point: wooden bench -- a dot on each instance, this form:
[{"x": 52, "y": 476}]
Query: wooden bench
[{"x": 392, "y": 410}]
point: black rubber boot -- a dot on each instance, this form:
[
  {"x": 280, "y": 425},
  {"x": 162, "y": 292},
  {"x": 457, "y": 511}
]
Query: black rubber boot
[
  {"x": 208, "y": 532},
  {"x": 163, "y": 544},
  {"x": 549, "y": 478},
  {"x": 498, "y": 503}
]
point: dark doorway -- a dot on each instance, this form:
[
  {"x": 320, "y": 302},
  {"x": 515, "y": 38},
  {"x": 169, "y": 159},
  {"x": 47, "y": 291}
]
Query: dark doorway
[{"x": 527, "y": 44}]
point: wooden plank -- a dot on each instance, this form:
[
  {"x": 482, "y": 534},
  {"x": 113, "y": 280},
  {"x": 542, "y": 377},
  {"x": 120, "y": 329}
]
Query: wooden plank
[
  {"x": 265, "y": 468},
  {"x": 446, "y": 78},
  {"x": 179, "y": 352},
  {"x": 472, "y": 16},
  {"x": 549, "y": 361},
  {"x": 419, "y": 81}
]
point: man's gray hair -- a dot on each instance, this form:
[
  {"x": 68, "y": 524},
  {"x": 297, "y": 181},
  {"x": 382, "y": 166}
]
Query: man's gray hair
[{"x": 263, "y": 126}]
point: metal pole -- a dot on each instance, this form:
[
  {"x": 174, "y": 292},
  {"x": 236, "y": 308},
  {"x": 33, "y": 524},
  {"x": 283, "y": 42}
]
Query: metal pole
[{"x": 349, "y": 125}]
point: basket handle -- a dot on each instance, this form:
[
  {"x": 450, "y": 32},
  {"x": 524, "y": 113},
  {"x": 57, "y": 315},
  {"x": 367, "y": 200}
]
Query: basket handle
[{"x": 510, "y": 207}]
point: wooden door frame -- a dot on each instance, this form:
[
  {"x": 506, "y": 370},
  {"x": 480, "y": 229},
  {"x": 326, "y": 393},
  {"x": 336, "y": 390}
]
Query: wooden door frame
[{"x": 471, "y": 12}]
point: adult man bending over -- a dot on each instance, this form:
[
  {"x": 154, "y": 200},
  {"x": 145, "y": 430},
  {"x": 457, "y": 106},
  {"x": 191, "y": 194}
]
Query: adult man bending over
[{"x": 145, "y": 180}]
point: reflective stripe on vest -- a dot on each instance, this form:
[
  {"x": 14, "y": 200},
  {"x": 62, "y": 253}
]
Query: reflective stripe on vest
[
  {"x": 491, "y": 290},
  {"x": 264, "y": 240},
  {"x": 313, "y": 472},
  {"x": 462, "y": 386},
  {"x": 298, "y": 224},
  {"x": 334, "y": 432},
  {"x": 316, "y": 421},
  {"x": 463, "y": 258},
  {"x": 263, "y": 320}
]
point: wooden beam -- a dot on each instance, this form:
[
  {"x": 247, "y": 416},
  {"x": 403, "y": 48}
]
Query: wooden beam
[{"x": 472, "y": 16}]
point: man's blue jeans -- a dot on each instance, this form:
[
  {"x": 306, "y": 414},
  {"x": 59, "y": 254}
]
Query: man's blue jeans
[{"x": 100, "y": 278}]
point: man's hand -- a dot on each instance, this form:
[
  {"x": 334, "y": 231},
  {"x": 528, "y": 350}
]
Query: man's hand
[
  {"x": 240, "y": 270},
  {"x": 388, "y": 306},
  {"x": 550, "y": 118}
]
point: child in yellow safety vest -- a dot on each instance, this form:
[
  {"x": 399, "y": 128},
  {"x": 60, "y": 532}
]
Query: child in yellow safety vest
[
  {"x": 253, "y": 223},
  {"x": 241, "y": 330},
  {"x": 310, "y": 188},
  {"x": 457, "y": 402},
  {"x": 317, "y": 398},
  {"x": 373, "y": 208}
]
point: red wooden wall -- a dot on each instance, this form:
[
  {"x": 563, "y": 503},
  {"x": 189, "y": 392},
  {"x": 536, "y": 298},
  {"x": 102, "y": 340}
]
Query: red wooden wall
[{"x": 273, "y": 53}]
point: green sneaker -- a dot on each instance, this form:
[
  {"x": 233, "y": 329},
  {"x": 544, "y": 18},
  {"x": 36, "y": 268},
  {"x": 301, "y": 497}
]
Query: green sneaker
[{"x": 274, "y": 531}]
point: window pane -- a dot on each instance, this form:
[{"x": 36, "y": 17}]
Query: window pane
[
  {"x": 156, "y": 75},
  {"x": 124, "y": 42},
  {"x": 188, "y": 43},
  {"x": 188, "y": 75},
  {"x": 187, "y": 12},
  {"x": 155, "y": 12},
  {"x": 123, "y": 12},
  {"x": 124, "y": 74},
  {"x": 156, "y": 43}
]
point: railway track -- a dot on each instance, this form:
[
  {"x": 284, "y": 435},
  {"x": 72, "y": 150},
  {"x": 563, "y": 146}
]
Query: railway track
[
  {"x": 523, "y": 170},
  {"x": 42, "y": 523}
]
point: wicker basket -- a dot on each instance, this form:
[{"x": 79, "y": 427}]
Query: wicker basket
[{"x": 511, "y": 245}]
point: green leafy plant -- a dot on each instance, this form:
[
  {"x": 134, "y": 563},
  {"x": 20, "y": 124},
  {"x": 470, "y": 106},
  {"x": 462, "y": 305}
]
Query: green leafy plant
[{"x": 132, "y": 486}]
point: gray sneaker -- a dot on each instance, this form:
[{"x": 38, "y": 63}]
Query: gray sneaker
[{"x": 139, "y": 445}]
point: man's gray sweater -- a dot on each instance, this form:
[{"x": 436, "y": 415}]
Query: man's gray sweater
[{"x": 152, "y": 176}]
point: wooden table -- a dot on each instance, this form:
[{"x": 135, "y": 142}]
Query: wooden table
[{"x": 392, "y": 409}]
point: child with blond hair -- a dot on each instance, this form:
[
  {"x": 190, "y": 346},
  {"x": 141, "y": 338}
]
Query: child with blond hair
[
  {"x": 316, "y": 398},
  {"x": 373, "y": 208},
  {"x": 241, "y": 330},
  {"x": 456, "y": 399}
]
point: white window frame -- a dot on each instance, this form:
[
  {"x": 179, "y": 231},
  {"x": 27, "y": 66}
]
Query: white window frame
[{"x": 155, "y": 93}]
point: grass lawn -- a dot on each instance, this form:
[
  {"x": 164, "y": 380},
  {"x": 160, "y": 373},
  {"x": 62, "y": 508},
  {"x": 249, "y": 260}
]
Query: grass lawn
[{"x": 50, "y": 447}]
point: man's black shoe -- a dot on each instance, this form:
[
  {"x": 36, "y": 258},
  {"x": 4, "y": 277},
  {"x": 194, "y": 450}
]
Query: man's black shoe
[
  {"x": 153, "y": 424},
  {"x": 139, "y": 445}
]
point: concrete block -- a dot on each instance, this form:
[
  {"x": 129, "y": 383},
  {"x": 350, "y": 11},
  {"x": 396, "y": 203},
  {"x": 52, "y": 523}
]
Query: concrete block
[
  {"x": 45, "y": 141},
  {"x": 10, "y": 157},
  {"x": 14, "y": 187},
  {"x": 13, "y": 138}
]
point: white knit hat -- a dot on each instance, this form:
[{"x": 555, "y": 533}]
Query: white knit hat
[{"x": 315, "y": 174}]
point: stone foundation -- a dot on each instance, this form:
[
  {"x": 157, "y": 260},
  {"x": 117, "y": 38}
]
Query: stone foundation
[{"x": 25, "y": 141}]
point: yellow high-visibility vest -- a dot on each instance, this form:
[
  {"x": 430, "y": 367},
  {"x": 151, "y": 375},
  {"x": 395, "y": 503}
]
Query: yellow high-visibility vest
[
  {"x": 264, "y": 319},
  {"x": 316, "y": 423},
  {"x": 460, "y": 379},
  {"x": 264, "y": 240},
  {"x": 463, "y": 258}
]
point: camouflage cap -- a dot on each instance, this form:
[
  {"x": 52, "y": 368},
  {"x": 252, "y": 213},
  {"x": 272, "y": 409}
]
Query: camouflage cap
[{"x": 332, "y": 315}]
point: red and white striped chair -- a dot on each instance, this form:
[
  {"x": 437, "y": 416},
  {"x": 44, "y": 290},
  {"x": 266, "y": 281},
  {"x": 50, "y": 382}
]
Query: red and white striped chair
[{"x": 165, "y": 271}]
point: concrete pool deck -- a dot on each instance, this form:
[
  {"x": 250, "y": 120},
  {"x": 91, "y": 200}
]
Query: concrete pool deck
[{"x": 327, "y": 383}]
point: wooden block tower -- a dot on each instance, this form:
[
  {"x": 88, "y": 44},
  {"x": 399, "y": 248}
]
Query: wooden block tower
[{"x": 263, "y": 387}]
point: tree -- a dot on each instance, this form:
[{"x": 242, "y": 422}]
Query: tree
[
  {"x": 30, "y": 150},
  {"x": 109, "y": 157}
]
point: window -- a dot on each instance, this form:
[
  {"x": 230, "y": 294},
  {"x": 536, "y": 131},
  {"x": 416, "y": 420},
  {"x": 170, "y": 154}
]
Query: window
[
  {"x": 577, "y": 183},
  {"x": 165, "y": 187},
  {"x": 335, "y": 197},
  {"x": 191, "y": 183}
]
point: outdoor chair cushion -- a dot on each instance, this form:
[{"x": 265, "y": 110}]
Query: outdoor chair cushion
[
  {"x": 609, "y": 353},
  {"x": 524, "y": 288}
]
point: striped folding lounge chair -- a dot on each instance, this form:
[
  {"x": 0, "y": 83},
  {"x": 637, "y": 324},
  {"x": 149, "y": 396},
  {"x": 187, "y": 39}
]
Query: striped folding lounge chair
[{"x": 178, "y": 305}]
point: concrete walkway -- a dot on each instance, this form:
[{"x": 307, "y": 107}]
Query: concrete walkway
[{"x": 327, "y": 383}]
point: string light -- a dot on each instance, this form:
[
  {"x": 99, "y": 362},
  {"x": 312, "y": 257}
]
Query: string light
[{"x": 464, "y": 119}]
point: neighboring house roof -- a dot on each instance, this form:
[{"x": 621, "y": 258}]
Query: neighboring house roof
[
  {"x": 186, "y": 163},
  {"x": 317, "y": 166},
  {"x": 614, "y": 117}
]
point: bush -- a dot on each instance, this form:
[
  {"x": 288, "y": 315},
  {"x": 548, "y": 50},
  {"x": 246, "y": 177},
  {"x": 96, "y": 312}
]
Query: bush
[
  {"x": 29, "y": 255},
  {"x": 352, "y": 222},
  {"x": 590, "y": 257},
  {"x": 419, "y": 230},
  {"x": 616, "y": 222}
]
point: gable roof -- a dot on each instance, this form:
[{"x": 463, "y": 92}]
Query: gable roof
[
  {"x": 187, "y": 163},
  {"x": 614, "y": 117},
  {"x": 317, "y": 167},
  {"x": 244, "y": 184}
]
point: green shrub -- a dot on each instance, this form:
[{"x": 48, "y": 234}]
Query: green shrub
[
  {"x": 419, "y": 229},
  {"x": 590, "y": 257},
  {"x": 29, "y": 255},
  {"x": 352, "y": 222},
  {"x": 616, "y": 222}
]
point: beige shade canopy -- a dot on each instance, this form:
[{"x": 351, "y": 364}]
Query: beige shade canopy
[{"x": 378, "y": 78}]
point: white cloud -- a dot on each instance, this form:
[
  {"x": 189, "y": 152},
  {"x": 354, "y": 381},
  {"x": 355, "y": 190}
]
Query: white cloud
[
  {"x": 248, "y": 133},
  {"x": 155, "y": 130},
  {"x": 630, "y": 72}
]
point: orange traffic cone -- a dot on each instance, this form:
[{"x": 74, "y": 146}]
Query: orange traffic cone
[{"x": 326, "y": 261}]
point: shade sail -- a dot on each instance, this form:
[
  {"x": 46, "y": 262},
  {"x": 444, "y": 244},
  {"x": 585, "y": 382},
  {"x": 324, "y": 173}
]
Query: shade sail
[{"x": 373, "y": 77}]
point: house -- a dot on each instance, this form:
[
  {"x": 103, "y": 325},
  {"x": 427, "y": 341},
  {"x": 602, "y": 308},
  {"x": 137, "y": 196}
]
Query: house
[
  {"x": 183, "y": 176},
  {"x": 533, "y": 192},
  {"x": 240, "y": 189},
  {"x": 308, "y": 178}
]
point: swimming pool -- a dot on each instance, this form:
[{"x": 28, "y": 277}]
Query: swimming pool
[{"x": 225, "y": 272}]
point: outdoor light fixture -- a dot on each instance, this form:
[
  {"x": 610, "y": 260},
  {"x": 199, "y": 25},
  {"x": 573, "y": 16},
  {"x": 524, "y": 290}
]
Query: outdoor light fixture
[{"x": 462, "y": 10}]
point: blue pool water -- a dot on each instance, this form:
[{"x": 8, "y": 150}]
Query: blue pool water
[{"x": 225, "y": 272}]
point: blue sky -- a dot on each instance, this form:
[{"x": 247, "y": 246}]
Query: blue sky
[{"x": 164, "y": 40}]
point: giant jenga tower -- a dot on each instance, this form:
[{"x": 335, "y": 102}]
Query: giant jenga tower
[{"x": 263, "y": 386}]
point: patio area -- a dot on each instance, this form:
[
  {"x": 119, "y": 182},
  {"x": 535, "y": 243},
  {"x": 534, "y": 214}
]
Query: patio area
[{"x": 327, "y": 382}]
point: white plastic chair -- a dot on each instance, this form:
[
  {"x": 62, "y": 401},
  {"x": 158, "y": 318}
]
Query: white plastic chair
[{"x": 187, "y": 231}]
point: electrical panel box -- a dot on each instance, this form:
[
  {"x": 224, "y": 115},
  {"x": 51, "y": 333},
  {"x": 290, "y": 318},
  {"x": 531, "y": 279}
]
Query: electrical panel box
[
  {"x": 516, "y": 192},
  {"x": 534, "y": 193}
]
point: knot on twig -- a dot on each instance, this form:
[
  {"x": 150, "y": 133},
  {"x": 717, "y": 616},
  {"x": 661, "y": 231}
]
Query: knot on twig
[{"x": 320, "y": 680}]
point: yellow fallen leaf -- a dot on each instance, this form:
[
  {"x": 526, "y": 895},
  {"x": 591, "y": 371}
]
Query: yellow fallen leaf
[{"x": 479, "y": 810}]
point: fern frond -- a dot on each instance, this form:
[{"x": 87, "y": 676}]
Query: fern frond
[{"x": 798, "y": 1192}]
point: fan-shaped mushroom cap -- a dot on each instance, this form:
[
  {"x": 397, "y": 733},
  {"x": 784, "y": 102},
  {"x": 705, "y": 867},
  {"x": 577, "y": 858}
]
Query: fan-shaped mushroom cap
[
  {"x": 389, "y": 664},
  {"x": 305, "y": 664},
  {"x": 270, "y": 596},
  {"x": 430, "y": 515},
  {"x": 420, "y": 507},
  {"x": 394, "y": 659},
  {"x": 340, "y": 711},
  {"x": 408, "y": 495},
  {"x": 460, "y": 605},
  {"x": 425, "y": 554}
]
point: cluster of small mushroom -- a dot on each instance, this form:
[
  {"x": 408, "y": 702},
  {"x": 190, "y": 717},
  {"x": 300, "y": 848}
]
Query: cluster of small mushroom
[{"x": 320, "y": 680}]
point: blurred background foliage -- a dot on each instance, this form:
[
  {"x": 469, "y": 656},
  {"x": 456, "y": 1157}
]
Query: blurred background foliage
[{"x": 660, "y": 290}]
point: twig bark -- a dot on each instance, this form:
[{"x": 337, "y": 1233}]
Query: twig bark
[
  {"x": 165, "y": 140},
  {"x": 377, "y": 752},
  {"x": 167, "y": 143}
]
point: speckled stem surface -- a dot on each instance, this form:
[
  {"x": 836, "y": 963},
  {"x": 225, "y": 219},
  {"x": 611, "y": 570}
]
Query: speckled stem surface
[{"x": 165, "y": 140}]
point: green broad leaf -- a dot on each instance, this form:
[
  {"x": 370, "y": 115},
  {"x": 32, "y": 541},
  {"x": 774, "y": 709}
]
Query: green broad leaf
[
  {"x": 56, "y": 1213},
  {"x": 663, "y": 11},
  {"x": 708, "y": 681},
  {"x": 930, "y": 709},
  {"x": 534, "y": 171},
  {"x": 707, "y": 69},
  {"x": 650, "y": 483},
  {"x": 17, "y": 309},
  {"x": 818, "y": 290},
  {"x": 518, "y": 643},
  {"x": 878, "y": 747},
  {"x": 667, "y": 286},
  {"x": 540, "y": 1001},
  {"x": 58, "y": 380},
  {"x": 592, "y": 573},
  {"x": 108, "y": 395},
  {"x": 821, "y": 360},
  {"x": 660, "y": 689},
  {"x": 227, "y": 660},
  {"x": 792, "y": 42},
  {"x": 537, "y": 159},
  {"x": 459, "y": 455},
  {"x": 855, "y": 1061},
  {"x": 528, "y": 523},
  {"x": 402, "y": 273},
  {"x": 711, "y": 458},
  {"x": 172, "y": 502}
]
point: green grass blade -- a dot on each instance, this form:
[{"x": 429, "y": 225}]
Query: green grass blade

** Problem to work on **
Your task is to write out the lines from the one with "point: cluster of" through the end of the records, exactly and with nothing added.

** Completed exercise **
point: cluster of small mushroom -- a dot on each instance, this form:
[
  {"x": 408, "y": 702},
  {"x": 190, "y": 717},
  {"x": 300, "y": 848}
]
Query: cluster of small mushroom
[{"x": 320, "y": 680}]
point: blurred background foliage -- a dot on each instance, this form:
[
  {"x": 469, "y": 656},
  {"x": 456, "y": 1157}
]
Query: blurred background foliage
[{"x": 660, "y": 290}]
point: twig bark -- a dot on each instance, this form:
[{"x": 337, "y": 1233}]
Query: twig bark
[
  {"x": 165, "y": 140},
  {"x": 377, "y": 752},
  {"x": 167, "y": 143}
]
point: speckled stem surface -- a dot on each instance, this form:
[
  {"x": 836, "y": 963},
  {"x": 225, "y": 219},
  {"x": 611, "y": 570}
]
Query: speckled stem surface
[{"x": 165, "y": 140}]
point: green broad leaf -- a dot on each instance, this form:
[
  {"x": 370, "y": 115},
  {"x": 32, "y": 541},
  {"x": 774, "y": 709}
]
Query: green broad leaf
[
  {"x": 56, "y": 1213},
  {"x": 663, "y": 11},
  {"x": 708, "y": 681},
  {"x": 930, "y": 709},
  {"x": 534, "y": 171},
  {"x": 707, "y": 69},
  {"x": 650, "y": 483},
  {"x": 17, "y": 309},
  {"x": 818, "y": 290},
  {"x": 518, "y": 643},
  {"x": 878, "y": 747},
  {"x": 667, "y": 286},
  {"x": 540, "y": 1001},
  {"x": 58, "y": 380},
  {"x": 592, "y": 573},
  {"x": 108, "y": 395},
  {"x": 821, "y": 360},
  {"x": 660, "y": 689},
  {"x": 227, "y": 660},
  {"x": 792, "y": 42},
  {"x": 537, "y": 159},
  {"x": 459, "y": 455},
  {"x": 855, "y": 1061},
  {"x": 528, "y": 523},
  {"x": 402, "y": 273},
  {"x": 711, "y": 458},
  {"x": 172, "y": 502}
]
point: green grass blade -- a dot on each instance, this form:
[{"x": 429, "y": 225}]
Query: green grass blade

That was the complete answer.